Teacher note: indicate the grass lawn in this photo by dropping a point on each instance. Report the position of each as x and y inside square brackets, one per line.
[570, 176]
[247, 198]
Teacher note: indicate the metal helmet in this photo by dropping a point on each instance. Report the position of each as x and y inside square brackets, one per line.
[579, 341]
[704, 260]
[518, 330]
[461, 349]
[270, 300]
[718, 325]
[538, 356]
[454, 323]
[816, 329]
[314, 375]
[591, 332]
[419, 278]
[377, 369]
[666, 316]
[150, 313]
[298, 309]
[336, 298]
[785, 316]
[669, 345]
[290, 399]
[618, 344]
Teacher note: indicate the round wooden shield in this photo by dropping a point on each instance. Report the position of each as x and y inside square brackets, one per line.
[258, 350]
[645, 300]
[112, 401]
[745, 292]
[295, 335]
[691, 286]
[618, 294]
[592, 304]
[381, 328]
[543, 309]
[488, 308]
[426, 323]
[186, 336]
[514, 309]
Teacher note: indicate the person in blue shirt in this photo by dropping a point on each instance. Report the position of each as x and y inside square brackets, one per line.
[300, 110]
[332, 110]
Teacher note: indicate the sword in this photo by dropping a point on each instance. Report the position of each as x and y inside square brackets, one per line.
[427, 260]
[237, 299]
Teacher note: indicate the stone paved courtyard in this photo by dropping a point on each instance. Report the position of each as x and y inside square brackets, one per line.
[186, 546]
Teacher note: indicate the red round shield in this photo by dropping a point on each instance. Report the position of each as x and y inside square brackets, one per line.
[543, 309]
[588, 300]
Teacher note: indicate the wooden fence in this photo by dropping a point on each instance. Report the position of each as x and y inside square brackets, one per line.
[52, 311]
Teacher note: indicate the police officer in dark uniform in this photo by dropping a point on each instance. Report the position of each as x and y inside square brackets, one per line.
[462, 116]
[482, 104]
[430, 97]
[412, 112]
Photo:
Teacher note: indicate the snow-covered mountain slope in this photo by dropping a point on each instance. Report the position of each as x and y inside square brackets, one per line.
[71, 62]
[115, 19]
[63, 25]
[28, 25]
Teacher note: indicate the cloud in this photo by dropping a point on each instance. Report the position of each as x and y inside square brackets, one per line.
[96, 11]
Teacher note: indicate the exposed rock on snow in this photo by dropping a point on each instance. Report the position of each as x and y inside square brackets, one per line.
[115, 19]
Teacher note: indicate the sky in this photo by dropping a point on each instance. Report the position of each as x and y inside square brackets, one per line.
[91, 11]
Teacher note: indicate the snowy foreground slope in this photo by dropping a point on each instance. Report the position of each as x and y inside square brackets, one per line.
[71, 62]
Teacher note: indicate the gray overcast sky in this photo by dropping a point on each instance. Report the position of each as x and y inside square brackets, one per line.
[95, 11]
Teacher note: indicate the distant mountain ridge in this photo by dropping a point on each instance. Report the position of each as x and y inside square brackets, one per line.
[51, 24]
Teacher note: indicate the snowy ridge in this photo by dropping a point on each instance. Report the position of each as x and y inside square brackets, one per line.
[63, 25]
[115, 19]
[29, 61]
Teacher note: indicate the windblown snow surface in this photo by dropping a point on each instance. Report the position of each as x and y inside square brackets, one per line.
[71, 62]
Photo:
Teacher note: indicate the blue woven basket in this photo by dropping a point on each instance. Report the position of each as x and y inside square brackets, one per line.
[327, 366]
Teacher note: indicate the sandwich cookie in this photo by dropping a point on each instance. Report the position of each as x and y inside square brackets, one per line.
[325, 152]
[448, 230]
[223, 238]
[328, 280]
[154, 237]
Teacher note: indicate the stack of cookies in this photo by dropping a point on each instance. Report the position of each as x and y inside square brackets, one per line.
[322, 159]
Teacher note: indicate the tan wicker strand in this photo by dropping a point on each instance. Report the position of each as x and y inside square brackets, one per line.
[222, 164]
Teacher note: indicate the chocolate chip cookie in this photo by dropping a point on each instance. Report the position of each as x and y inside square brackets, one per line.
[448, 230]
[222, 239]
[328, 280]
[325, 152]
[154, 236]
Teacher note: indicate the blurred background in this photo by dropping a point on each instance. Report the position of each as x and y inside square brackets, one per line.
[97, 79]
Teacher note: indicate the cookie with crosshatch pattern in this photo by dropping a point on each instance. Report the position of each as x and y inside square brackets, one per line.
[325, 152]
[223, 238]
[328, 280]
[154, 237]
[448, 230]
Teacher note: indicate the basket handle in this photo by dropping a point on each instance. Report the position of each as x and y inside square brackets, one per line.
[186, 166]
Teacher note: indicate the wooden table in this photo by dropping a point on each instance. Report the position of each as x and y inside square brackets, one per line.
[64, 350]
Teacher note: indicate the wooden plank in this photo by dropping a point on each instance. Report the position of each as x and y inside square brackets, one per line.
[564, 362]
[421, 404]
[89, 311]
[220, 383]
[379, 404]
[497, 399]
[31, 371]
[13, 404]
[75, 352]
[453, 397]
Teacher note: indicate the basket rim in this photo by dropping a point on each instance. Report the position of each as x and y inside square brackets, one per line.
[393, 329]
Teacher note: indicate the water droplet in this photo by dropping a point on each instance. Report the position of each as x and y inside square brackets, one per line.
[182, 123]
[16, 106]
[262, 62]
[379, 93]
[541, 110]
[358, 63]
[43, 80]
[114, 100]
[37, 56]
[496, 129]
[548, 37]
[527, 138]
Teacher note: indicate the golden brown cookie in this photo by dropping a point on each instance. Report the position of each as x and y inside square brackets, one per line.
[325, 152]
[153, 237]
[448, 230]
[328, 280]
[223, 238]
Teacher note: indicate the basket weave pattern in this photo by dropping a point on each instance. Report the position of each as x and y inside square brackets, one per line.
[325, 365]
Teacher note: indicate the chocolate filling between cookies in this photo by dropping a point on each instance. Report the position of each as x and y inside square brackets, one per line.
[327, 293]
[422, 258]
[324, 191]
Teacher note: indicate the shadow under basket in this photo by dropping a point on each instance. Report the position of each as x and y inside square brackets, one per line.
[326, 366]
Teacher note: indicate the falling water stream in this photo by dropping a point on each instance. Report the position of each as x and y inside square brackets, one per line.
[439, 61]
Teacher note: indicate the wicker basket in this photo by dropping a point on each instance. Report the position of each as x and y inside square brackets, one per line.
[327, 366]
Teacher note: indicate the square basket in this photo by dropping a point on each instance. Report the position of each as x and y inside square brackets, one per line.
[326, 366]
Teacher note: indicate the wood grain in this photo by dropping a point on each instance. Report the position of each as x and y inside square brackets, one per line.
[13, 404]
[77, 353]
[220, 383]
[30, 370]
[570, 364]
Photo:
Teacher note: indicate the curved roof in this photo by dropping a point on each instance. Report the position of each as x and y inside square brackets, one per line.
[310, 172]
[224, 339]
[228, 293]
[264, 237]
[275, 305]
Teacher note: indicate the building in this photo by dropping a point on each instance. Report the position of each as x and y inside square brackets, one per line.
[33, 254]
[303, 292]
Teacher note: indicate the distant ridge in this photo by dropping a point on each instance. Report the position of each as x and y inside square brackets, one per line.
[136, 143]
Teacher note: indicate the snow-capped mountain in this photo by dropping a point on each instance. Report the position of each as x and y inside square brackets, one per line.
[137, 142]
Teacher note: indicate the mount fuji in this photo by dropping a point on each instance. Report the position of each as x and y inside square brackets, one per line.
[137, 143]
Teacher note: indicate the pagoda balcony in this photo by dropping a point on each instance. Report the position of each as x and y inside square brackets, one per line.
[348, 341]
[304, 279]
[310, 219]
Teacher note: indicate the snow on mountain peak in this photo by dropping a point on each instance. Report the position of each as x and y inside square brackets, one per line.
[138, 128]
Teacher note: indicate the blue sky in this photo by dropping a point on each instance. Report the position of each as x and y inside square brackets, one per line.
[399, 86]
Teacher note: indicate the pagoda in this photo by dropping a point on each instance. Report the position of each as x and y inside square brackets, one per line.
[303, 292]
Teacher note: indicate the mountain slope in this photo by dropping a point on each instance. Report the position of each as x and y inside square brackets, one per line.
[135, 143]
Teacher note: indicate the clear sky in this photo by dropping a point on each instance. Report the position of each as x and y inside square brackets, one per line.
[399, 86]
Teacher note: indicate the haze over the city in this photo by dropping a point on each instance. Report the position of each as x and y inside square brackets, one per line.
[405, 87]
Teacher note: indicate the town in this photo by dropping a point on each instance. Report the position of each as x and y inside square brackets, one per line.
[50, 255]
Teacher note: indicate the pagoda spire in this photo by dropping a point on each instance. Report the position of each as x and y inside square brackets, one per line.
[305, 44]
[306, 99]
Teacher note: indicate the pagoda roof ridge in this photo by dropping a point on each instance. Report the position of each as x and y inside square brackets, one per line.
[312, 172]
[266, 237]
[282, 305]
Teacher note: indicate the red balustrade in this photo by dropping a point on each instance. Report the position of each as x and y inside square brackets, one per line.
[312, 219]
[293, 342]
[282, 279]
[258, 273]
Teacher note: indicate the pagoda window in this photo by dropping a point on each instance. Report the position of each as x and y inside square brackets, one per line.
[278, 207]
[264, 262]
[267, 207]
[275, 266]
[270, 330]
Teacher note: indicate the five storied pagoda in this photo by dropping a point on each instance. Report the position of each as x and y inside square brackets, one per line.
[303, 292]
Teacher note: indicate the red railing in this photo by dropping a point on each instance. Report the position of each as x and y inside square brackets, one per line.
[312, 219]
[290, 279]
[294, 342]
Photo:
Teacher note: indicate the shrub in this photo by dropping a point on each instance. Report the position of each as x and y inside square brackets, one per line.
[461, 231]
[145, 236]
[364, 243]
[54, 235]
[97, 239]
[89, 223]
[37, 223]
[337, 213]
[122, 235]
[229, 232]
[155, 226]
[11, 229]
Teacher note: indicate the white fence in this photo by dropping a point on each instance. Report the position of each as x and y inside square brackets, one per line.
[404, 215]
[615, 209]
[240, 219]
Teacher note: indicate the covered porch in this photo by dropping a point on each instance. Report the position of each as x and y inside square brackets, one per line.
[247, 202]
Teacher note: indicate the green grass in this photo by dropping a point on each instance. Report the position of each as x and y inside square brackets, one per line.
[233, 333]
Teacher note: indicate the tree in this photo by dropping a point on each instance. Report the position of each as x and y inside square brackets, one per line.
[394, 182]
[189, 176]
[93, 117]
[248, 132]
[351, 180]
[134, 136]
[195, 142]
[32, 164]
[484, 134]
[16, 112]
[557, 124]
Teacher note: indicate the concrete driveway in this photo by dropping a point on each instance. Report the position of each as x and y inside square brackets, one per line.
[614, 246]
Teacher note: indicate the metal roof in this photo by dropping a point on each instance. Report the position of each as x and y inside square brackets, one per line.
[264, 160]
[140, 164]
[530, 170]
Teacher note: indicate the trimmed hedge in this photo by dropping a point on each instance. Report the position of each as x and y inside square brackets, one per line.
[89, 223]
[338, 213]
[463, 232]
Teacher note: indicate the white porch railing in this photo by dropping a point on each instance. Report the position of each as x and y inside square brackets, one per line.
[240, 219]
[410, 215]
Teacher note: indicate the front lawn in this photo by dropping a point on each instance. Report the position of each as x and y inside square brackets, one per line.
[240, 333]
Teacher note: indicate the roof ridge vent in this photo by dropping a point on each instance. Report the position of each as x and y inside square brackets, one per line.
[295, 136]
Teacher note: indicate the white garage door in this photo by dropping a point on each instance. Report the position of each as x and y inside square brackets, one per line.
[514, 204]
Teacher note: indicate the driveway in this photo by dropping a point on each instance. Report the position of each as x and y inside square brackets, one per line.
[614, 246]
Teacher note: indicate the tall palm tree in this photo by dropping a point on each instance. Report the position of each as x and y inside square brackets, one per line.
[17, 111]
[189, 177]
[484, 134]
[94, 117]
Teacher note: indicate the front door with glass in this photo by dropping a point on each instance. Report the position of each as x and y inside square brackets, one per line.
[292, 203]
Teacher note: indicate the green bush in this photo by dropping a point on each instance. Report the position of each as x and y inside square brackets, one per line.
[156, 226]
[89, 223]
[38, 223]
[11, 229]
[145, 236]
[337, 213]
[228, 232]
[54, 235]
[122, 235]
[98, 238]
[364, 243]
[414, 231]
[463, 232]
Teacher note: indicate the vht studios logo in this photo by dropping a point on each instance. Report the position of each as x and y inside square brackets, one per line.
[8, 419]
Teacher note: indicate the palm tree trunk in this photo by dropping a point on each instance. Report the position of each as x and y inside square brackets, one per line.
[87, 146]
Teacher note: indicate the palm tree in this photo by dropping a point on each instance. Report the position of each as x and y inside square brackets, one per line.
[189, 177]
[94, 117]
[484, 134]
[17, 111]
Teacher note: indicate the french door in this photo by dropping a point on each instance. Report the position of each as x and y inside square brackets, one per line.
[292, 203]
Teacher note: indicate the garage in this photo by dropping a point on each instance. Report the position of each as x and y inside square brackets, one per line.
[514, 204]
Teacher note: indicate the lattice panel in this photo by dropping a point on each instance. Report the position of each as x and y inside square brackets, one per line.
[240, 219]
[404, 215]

▸ Task statement:
Copy, character for character, the lines from the line that holds "Teacher note: indicate the white garage" through the final line of the records above.

▸ Response below:
Teacher note: indicate the white garage door in this photo by dropping a point on each instance. Report the position of each as x and y inside square brackets, one per line.
[514, 204]
Teacher note: indicate the driveway in this photo by dropping a point on each instance. Report the position of each as x and y inside square brackets, one per line.
[614, 246]
Teacher note: indicate the tall palm tree in this photo by dropping a point on each instance. Report the position of each as x and y inside square brackets, one per line.
[17, 111]
[189, 177]
[484, 134]
[94, 117]
Teacher note: indicate the front door with glass in this photo by dropping a point on each instance. Report the position of each as x and y inside square brackets, one per line.
[292, 203]
Teacher note: indicate the green bush in this photo by dropping a point on each instance. Report the position of each as x and y inside square brackets, one per line.
[156, 226]
[89, 223]
[38, 223]
[11, 229]
[145, 236]
[337, 213]
[228, 232]
[54, 235]
[122, 235]
[98, 238]
[364, 243]
[414, 231]
[463, 232]
Teacher note: indicate the vht studios logo in this photo by dropping a point on each instance. Report the position of each as x and y inside square brackets, one per line.
[8, 419]
Teacher note: indicate the palm tree trunk in this photo by dropping a point on each instance. Report the position of each as x and y inside square brackets, one per line.
[87, 146]
Teacher note: indicate the palm tree in this photo by dropping a point on each instance. Report the position of each as x and y inside square brackets, one per line.
[189, 177]
[94, 117]
[484, 134]
[17, 111]
Teacher note: indicate the french door in this photo by dropping a point on each instance. Report the position of each as x and y inside square brackets, one per line.
[292, 203]
Teacher note: indicate the garage in this photo by dropping a point on each instance. Report the position of each as x and y inside square brackets, one per line.
[514, 204]
Teacher note: indicate the lattice panel in this photo by dropping a point on each instance. Report the position of each as x and y inside square brackets, one per line.
[240, 219]
[404, 215]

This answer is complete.